------ Records for processing ------

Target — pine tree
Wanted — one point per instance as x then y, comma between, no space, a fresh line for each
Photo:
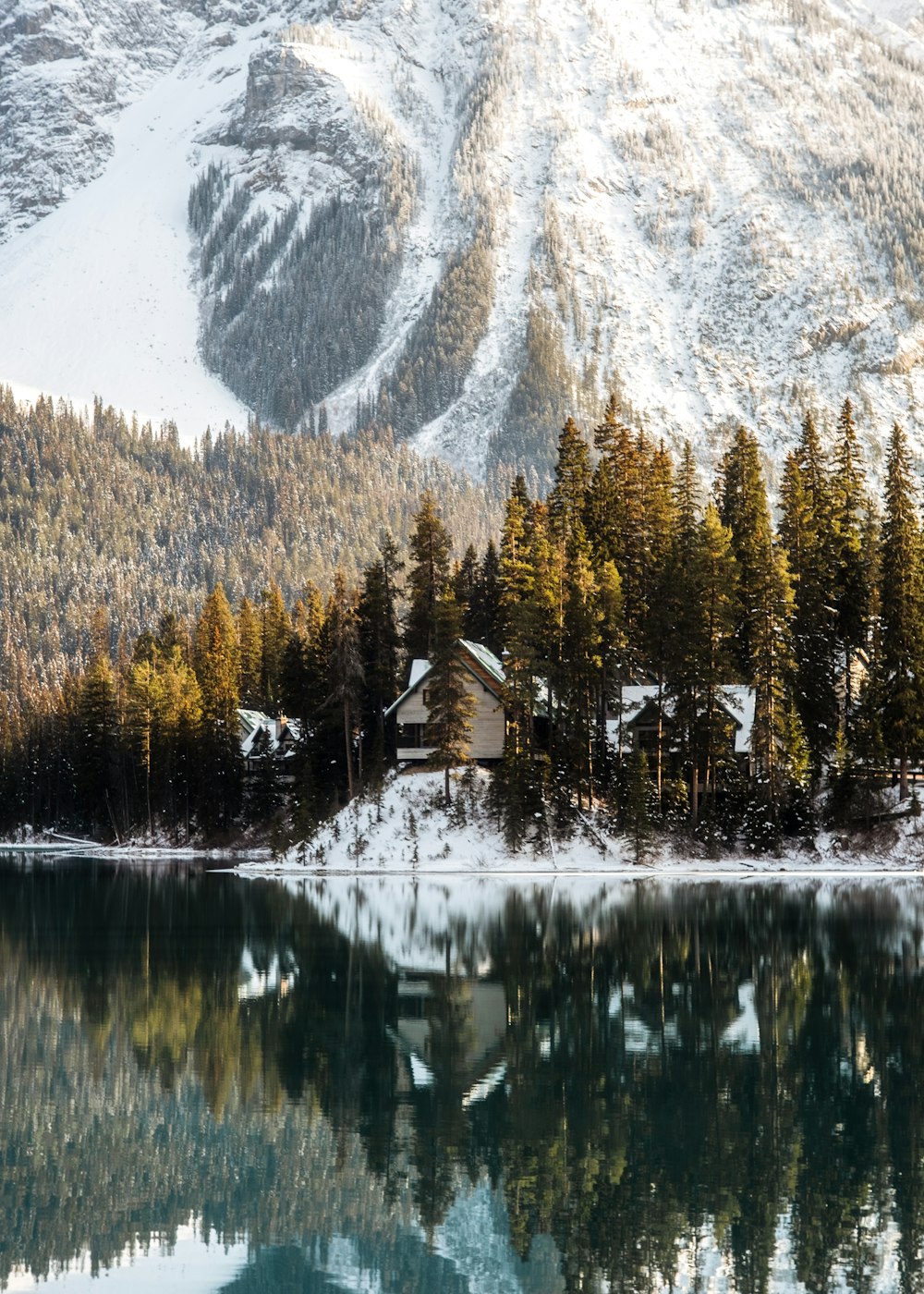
430,546
850,507
346,672
452,705
250,653
808,533
700,662
380,643
276,630
215,659
483,616
743,508
902,611
636,815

------

- Try it
Everything in the material except the pictures should be restated word for word.

- Expected answer
Target — pine tree
Wanted — one point per instance as x then y, comma between, no space, a fresh line for each
Photo:
430,546
850,507
346,672
452,705
250,653
808,533
700,662
380,643
276,630
215,659
483,616
743,508
902,611
636,815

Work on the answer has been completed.